The project BINDEX (Bilingual Automatic Parallel Indexing and Classification) [HLT Project Fact sheet: BINDEX] focused on classification of journal articles. The aim of the project was

indexing and classifying abstracts from engineering papers in English and German, using English INSPEC thesaurus and INSPEC classification, FIZ Technik's bilingual Thesaurus "Engineering and Management" and the Classification Scheme "Fachordnung Technik 1997". Several natural language processing techniques were used.

FACET. Binding and Tudhope discuss programmatic access to KOS services and the requirements that advanced interfaces pose for networked KOS access protocols [Binding and Tudhope 2004]. Illustrations are given from the FACET web demonstrator, which explores how a thesaurus can be integrated into the search interface and the potential of semantic expansion in querying collections indexed with faceted metadata.

APAIS. Australian Public Affairs Information Service Thesaurus (employs slightly extended version of Zthes).

FAO. Zisman et al. discuss experiences from applying Web service wrappers in an 'information bus' approach to the development of a prototype system that integrated various FAO data sources with disparate organisation and structure [Zisman et al. 2000].

FATKS Project. FATHUM - A faceted classification for the humanities [FATHUM].

Faceted web demonstrator from UCL

HILT. The HILT project [HILT] has explored the possibilities of a high-level thesaurus to provide terminology services at the collection level for UK higher educational communities.

OCLC services. Vizine-Goetz et al. discuss results from an OCLC project to create inter-vocabulary associations automatically [Vizine-Goetz et al. 2004]. The case study mapped the ERIC thesaurus to the Library of Congress Subject Headings by encoding the vocabularies according to MARC (MAchine Readable Cataloging) standards, automatically matching vocabulary terms, and storing mapping data as machine links. The OAI protocol is used to provide access to a vocabulary with mappings, via a browser to human users and through the OAI-PMH Web service mechanisms to machines.

Bibster. A Semantics-Based Bibliographic Peer-to-Peer System [Broekstra et al. 2004] describes a peer-to-peer system for exchanging bibliographic data. It exploits ontologies in data-storage, query formulation, query routing and answer presentation.

REMINDIN’: Semantic Query Routing in Peer-to-Peer Networks based on Social Metaphors [Tempich et al. 2004]. The authors define a method for query routing that lets peers observe which queries are successfully answered by other peers, memorise this observation and subsequently use this information in order to select peers to forward queries to in the future.

Semantic Search. The authors describe two implemented semantic search systems built on top of TAP [TAP] which augment traditional Web search results with relevant data aggregated from distributed sources [Guha et al. 2003]

A Thesaurus Server. Matthews et al. describe a demonstrator (SophiaM) for storing and browsing concept-based thesauri in the context of the Semantic Web [Matthews et al.].

ONION (Ontology compositION). Mitra and Wiederhold describe a system that enables semantic interoperation among various information sources by articulating the ontologies associated with them [Mitra and Wiederhold 2001]. An articulation focuses in the semantically relevant intersection of information sources (semi-automatic). They concentrate on the large and diverse number of bio-information sources that are available.

** STATED GOAL 1 **
Decide whether each statement agrees with the overview of thesaurus projects, answering yes or no and quoting the words of the overview that settle it. (a) BINDEX indexed abstracts of engineering papers in English and French. (b) The OCLC case study mapped the ERIC thesaurus to the Library of Congress Subject Headings. (c) Bibster uses ontologies in query routing.
** STATED GOAL 2 **
Extend the overview of thesaurus projects beyond its last paragraph, the one on ONION.

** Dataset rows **
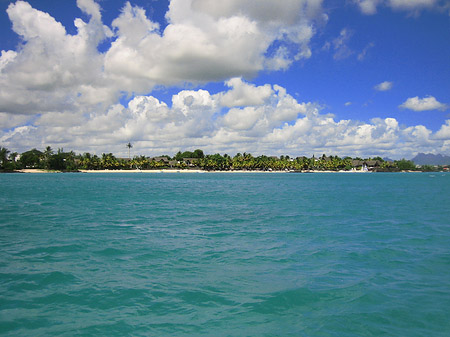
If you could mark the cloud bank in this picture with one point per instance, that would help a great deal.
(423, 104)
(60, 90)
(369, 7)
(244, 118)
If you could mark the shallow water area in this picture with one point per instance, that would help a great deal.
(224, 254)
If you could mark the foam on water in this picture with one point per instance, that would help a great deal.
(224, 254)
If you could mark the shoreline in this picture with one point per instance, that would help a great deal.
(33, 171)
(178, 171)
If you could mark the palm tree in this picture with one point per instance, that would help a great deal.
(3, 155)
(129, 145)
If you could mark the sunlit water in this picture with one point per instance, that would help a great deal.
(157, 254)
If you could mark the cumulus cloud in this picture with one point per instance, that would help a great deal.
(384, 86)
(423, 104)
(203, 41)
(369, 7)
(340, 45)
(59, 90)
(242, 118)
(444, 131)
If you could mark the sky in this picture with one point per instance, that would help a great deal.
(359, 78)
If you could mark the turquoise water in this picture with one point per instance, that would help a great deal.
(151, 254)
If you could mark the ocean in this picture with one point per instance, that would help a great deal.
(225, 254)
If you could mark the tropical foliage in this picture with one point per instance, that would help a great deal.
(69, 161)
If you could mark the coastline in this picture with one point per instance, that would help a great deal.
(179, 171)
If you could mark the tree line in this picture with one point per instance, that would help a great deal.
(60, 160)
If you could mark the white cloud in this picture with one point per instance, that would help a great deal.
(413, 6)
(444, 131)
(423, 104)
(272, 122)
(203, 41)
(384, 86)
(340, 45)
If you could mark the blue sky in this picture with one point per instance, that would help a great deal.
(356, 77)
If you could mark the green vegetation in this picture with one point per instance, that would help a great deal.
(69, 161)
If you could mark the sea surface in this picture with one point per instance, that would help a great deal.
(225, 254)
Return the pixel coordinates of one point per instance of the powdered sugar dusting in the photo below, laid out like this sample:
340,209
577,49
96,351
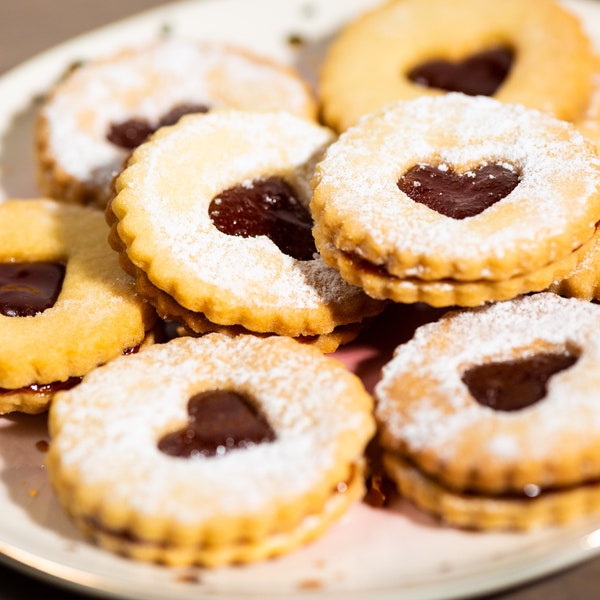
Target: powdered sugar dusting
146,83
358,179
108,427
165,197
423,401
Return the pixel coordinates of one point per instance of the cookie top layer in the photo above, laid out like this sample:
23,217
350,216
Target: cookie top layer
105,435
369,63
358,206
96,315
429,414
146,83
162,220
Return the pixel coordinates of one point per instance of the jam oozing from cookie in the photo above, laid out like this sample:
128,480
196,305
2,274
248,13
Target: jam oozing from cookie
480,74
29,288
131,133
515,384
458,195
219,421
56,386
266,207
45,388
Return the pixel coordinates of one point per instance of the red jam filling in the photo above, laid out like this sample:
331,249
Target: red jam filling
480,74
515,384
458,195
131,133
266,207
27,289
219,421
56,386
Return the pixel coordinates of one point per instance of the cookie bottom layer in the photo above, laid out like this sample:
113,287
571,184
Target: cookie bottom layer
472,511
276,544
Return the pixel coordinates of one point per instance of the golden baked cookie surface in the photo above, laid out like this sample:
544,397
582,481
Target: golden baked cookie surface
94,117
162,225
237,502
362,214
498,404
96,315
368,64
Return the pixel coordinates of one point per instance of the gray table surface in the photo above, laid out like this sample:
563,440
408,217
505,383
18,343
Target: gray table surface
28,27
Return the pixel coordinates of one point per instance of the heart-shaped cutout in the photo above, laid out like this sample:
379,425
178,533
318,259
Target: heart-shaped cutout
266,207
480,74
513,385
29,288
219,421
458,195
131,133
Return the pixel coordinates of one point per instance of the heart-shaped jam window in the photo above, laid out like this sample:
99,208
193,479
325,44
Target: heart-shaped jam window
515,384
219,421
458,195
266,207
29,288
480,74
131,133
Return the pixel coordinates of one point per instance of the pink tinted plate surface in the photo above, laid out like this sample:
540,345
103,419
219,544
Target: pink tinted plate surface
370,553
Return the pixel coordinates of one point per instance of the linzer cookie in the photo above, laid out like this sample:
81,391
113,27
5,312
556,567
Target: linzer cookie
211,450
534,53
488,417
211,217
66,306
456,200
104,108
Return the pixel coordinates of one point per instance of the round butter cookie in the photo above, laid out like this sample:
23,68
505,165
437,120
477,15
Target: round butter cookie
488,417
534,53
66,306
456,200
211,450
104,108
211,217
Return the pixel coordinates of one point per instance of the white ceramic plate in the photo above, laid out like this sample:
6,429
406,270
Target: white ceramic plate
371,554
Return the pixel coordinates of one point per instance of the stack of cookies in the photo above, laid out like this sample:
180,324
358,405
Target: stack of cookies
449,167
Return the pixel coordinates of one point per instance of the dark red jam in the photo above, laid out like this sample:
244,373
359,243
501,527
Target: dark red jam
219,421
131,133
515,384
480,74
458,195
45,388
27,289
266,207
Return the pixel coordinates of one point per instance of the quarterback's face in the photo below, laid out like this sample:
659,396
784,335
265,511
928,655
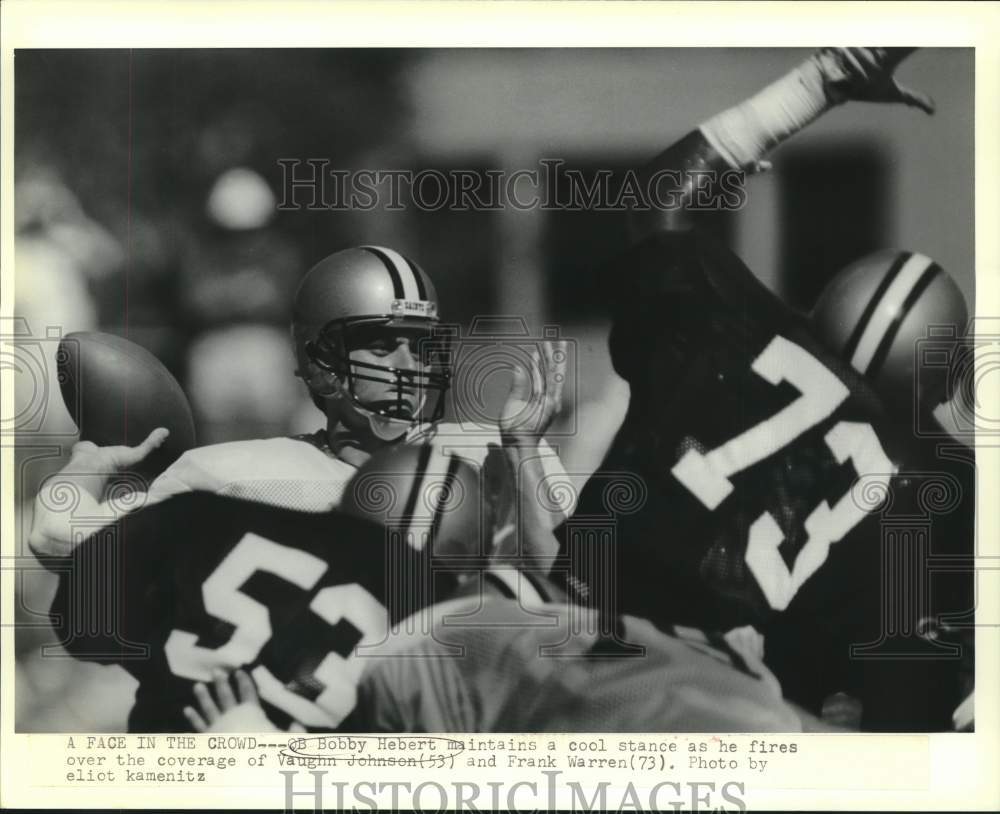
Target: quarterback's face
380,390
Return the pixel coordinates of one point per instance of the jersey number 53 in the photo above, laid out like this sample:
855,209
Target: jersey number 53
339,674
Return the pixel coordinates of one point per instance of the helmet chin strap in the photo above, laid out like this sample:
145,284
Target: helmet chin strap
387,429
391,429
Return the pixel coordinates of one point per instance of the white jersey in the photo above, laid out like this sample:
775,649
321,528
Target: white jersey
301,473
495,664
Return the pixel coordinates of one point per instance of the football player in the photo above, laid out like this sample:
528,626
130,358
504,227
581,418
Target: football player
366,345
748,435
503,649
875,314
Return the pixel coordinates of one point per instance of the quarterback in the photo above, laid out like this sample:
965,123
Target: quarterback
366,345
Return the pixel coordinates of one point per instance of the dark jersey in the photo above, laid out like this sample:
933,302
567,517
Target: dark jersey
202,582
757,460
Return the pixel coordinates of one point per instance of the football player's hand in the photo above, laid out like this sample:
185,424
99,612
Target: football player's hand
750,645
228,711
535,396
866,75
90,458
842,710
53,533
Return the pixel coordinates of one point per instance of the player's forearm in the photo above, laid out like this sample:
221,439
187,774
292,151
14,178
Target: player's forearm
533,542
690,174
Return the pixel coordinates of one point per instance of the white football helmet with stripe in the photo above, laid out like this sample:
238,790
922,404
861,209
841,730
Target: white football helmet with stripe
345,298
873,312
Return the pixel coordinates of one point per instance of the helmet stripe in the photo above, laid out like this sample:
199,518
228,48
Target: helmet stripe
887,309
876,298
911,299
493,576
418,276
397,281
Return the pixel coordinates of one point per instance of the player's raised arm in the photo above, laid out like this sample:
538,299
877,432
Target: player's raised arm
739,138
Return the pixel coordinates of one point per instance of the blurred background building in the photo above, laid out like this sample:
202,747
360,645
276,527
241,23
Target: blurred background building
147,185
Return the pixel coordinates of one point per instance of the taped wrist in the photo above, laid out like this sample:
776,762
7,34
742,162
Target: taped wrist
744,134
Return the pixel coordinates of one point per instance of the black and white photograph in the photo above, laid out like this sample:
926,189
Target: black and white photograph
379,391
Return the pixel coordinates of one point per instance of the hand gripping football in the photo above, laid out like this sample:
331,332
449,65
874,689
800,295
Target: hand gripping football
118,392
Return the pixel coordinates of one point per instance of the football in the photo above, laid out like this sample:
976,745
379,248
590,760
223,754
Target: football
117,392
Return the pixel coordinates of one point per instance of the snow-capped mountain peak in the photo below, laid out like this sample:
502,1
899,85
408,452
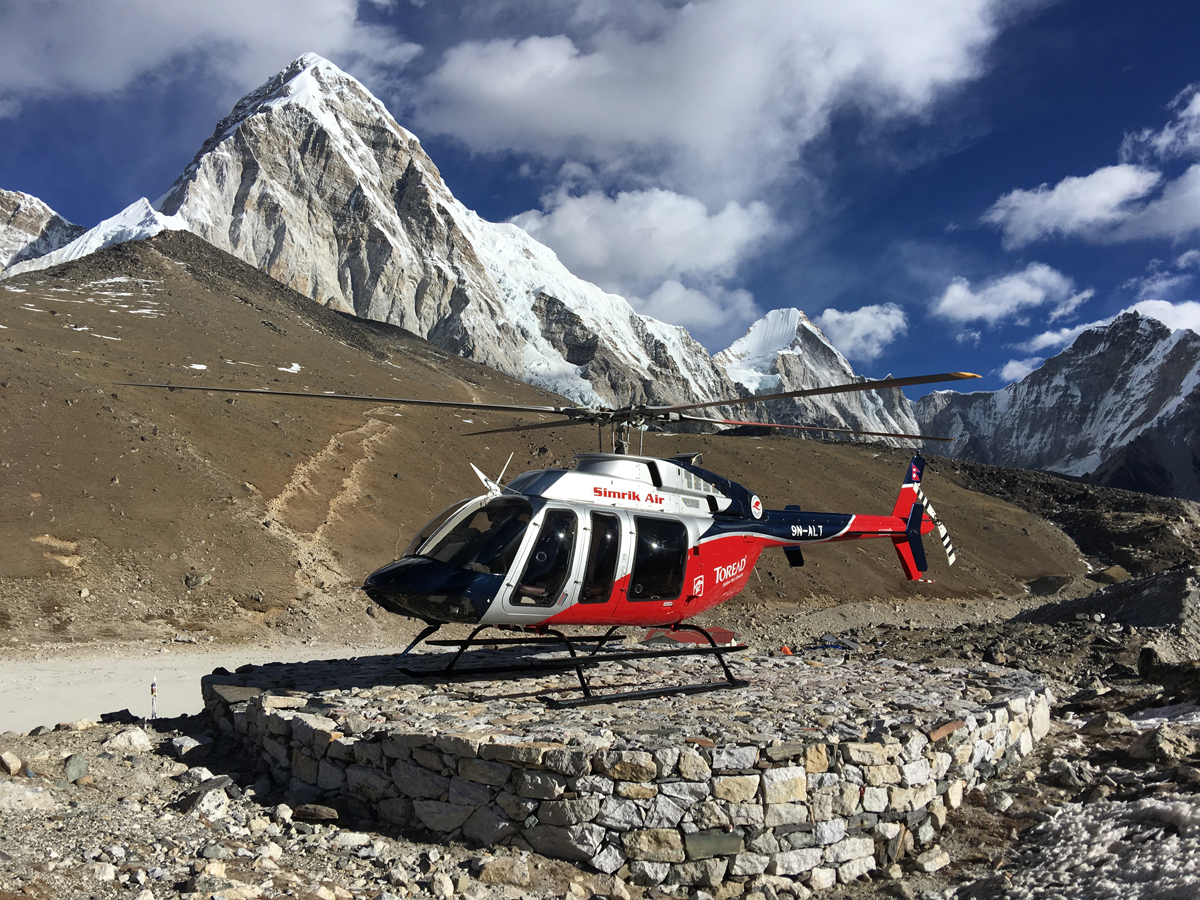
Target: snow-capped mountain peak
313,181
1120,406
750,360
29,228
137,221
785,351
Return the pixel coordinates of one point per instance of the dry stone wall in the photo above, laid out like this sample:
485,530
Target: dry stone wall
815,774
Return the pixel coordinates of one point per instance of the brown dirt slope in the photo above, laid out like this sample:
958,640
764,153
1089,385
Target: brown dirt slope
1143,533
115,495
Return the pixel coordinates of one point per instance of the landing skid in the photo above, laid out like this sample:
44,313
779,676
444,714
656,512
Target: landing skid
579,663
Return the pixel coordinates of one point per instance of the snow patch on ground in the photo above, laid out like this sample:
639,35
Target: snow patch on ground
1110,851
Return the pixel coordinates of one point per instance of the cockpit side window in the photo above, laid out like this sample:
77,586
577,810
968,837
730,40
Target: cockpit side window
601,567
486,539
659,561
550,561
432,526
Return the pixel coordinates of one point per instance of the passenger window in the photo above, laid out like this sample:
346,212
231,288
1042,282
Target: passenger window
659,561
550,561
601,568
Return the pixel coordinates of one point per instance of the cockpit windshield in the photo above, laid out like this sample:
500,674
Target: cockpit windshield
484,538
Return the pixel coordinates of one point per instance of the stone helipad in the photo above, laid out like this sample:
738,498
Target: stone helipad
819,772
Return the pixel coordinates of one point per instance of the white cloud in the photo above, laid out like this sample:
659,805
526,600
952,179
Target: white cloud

** TASK RESULT 1 **
(a) No: "abstracts from engineering papers in English and German"
(b) Yes: "The case study mapped the ERIC thesaurus to the Library of Congress Subject Headings"
(c) Yes: "It exploits ontologies in data-storage, query formulation, query routing and answer presentation."

** TASK RESULT 2 **
GeoXwalk Gazetteer Project. “The principal purpose of geoXwalk is to provide a shared service within the JISC Information Environment (IE) that can underpin geographic searching. The rationale behind the project is that there is currently no unified entry point to assist in geographic searching within the existing academic network as each information provider/service adopts different geographic coding conventions (some use postcodes, others place names, some grid references etc.).The geoXwalk gazetteer should provide researchers and teaching staff with access to an on-line gazetteer for reference and cataloguing purposes.”

Return to top

8. Implications for a Research Agenda

Below is a list of some major research, development and organisational activities, which emanate from this report on issues of semantic interoperability. It is by no means exhaustive or prioritised. It could serve as input for discussions and planning in relevant communities and disciplines.

Schema mapping tools

Schema mapping tool sets, which are intuitive enough for the domain expert to specify the mapping on the intended meaning level and to verify the achieved degree of preservation of the intended meaning in a mapping - and which are formal enough so that the mapping algorithm can be created automatically or with the help of an IT expert with rudimentary or no domain knowledge at all. These tools must use powerful graphical visualization mechanisms and modes of interaction.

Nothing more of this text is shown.